## [Dokumentauszug]
# # # # # # #

Typische paraklinische Befundkonstellationen und Besonderheiten sind u.a.:

  • Papillenödem im Akutstadium einer Optikusneuritis (bei Funduskopie/OCT)
  • fortgeschrittene globale Atrophie der peripapillären Nervenfaserschicht (pRNFLT) im OCT 3-6 Monate später (bleibt pathologisch auch bei Personen mit wieder normalisierter P100-Latenz im VEP)
  • langstreckige Läsionen im vorderen Teil des N. opticus mit charakteristischer perineuraler Kontrastmittelaufnahme (Orbita-MRT)
  • langstreckige Myelonläsionen, inkl. HWS-, BWS-, und Konus-Läsionen, insbesondere bei zentraler Lokalisation und Beteiligung der grauen Substanz (sog. „H-Zeichen“) (spinale MRT)

# # # # # # #

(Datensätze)

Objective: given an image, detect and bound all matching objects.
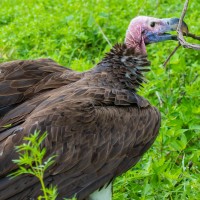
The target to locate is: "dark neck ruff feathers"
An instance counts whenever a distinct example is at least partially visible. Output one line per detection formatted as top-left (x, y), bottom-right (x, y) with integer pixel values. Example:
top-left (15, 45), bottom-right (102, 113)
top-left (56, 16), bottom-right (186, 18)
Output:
top-left (94, 44), bottom-right (150, 91)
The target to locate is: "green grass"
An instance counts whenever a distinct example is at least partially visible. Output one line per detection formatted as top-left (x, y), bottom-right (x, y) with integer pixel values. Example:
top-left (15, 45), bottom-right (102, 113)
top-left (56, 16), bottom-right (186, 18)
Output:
top-left (0, 0), bottom-right (200, 200)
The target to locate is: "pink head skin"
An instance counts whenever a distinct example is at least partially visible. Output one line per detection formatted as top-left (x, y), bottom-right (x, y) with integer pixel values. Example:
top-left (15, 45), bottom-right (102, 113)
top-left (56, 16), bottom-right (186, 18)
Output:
top-left (125, 16), bottom-right (187, 55)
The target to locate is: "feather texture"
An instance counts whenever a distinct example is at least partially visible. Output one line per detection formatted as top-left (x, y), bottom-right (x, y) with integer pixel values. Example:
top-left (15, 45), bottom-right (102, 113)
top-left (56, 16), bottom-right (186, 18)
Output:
top-left (0, 44), bottom-right (160, 200)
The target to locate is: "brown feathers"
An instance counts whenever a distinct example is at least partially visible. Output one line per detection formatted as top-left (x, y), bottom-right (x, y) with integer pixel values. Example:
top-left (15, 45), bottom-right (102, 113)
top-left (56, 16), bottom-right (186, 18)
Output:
top-left (0, 45), bottom-right (160, 200)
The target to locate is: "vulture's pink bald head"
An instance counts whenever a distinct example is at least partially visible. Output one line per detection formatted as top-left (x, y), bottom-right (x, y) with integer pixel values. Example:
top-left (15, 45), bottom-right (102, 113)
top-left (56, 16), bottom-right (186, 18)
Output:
top-left (125, 16), bottom-right (188, 54)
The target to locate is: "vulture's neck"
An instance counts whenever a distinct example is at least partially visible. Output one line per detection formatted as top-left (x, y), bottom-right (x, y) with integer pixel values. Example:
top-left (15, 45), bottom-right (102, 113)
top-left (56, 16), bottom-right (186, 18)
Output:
top-left (92, 44), bottom-right (150, 91)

# # # # # # #

## [Aufgaben zur Übung]
1. Gib den Abschnitt des Auszugs über paraklinische Befunde wieder, der mit den Worten „Typische paraklinische Befundkonstellationen“ beginnt und mit „perineuraler Kontrastmittelaufnahme (Orbita-MRT)“ endet, und tausche dabei „Atrophie“ gegen „Degeneration“ aus.
2. Mit welchem Untersuchungsverfahren zeigt sich laut dem Auszug über paraklinische Befunde die charakteristische perineurale Kontrastmittelaufnahme bei langstreckigen Läsionen im vorderen Teil des N. opticus?
3. Setze den Auszug über paraklinische Befunde nach seinem letzten Aufzählungspunkt fort.
Die Auflistung hat mit dem Auszug über paraklinische Befunde nichts zu tun.

## [Lösungen im Überblick]
1.
Typische paraklinische Befundkonstellationen und Besonderheiten sind u.a.:

  • Papillenödem im Akutstadium einer Optikusneuritis (bei Funduskopie/OCT)
  • fortgeschrittene globale Degeneration der peripapillären Nervenfaserschicht (pRNFLT) im OCT 3-6 Monate später (bleibt pathologisch auch bei Personen mit wieder normalisierter P100-Latenz im VEP)
  • langstreckige Läsionen im vorderen Teil des N. opticus mit charakteristischer perineuraler Kontrastmittelaufnahme (Orbita-MRT)

2. Mit der Orbita-MRT.

3.
  • schlecht abgrenzbare größere, teilweise tumefaktive supratentorielle Läsionen in der weißen Substanz bzw. mit Beteiligung der tiefen grauen Substanz (inkl. ADEM-ähnliche Läsionen bei Kindern <10 Jahren) (kraniale MRT)
  • kortikale Läsionen ggf. mit leptomeningealer Beteiligung bei Patientinnen und Patienten mit epileptischen Anfällen (sog. FLAMES, siehe oben) (kranialen MRT)
  • infratentorielle zentral lokalisierte Läsionen im Pons, angrenzend an den 4. Ventrikel oder im mittleren Kleinhirnstiel (häufig bilateral und symmetrisch) (kraniale MRT)
  • zerebrale und spinale T2/FLAIR-Läsionen bilden sich oft im Verlauf ohne Bildung von hypointensen T1-Läsionen komplett oder fast komplett zurück
  • sowohl zerebrale als auch spinale Läsionen können asymptomatisch auftreten
  • die Hälfte bis 2/3 der Patienten haben keine zerebralen Läsionen (isolierte ON und/oder Myelitis)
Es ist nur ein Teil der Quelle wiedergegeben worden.